(Dataset excerpt)

----

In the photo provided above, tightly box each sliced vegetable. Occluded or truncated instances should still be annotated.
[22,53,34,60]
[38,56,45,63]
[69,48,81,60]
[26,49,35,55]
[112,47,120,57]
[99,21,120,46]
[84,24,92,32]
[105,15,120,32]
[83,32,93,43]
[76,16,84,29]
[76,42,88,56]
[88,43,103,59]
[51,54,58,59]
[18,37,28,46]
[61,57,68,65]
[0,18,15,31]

----

Rewrite all the entries above, each request line included, and shift the bounding-box coordinates in every answer by adding 114 to each number.

In the photo provided above, tightly box each sliced vegetable. Occluded or truncated instances should still be annotated.
[136,167,148,174]
[152,170,159,177]
[183,162,195,174]
[140,163,149,169]
[226,161,234,171]
[213,135,234,160]
[198,138,206,146]
[219,129,234,146]
[197,146,207,157]
[190,130,198,143]
[190,156,202,170]
[202,157,217,173]
[165,168,172,173]
[132,151,142,160]
[175,171,182,179]
[114,132,129,145]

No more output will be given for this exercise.